Dataset entries:
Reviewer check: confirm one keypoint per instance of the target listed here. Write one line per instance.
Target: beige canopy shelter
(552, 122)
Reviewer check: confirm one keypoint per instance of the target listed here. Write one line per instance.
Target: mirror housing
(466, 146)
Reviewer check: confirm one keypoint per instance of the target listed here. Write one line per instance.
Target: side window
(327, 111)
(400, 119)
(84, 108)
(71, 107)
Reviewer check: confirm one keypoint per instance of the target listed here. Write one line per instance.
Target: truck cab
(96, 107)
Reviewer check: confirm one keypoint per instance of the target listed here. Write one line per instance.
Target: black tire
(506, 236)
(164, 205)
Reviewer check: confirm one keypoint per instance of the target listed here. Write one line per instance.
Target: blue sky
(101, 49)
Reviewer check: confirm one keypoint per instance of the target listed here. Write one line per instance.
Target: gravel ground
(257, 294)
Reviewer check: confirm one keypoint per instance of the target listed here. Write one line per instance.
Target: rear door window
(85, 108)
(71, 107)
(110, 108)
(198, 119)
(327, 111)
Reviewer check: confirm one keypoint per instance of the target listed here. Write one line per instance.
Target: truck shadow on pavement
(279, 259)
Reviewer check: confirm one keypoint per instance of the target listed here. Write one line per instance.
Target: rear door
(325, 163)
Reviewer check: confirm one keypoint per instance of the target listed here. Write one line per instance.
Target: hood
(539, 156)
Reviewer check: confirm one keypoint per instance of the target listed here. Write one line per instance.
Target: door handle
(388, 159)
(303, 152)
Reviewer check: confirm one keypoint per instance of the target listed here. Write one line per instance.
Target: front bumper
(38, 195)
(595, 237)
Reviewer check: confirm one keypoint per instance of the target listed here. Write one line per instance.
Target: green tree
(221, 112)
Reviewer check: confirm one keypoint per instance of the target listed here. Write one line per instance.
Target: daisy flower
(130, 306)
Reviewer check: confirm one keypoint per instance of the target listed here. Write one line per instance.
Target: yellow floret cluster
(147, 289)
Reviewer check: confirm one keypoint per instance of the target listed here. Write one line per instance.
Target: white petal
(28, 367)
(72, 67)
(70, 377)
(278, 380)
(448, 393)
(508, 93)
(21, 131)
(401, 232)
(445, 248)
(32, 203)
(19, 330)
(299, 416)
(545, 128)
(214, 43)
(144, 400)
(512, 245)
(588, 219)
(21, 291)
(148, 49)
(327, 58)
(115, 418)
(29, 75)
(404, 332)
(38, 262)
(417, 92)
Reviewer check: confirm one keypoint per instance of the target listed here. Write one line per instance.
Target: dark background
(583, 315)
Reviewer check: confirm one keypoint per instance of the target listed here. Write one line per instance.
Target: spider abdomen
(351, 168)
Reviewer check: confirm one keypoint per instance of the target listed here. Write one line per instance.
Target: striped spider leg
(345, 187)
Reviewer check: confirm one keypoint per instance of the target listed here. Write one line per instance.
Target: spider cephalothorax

◆ BRIEF:
Each of the records is to be written out again exactly.

◆ ANSWER TO THE EXERCISE:
Reviewer check: confirm one keypoint per instance of the target listed here. Write one line per instance.
Target: beige canopy shelter
(552, 122)
Reviewer check: confirm one keypoint per instance of the target listed here. Write one line per instance.
Target: mirror housing
(466, 146)
Reviewer check: confirm one keypoint per instance of the target listed here. Write one line per instance.
Target: side window
(327, 111)
(400, 119)
(84, 108)
(71, 107)
Reviewer check: confirm one keypoint per instance of the target listed here. Write one line per instance.
Target: truck cab
(96, 107)
Reviewer check: confirm one keypoint per instance of the target listed here. Write one line per instance.
Target: black tire
(506, 236)
(164, 205)
Reviewer check: confirm one keypoint per instance of the target listed here. Write one line per instance.
Target: blue sky
(101, 49)
Reviewer check: confirm one keypoint per instance of the target listed here. Write one line per instance.
Target: gravel ground
(257, 294)
Reviewer check: confirm one keypoint per instance of the target listed here. Write one line per instance.
Target: rear door window
(85, 108)
(71, 107)
(110, 108)
(198, 119)
(327, 111)
Reviewer check: confirm one keypoint per instance of the target listed here. Write one line per instance.
Target: truck shadow on pavement
(279, 259)
Reviewer check: confirm one keypoint per instance of the target listed here. Write one line per instance.
Target: rear door
(325, 163)
Reviewer check: confirm one keypoint per instance of the target listed here. Write one line per instance.
Target: hood
(539, 156)
Reviewer check: confirm one keypoint per instance of the target listed here. Write one line per instance.
Target: door handle
(388, 159)
(303, 152)
Reviewer check: confirm one keypoint per instance of the target listed here. Write one line per instance.
Target: front bumper
(38, 195)
(595, 237)
Reviewer check: confirm one keypoint per instance of the target listed here. Write one line per instance.
Target: green tree
(221, 112)
Reviewer check: confirm one keypoint per instance of the target listed here. Write one line per instance.
Target: daisy flower
(130, 306)
Reviewer check: confirm one keypoint per instance of the target listed here. Write one line per instance.
Target: yellow floret cluster
(147, 289)
Reviewer check: confirm one keypoint per instance of the target listed here. Write one line per instance.
Target: white petal
(28, 367)
(72, 67)
(70, 377)
(278, 380)
(448, 393)
(508, 93)
(21, 131)
(401, 232)
(445, 248)
(32, 203)
(19, 330)
(299, 416)
(545, 128)
(214, 43)
(144, 400)
(512, 245)
(588, 219)
(21, 291)
(148, 49)
(327, 58)
(115, 418)
(29, 75)
(404, 332)
(38, 262)
(417, 92)
Reviewer check: confirm one keypoint per instance of the target listed here. Write one line per instance.
Target: dark background
(583, 315)
Reviewer check: confirm one keypoint per instance of the target listed here. Write one line per instance.
Target: spider abdomen
(351, 168)
Reviewer check: confirm one keypoint per instance of the target listed here. Write one line per instance.
Target: striped spider leg
(345, 187)
Reviewer check: confirm one keypoint per instance of the target listed here. Write one line per instance.
Target: spider cephalothorax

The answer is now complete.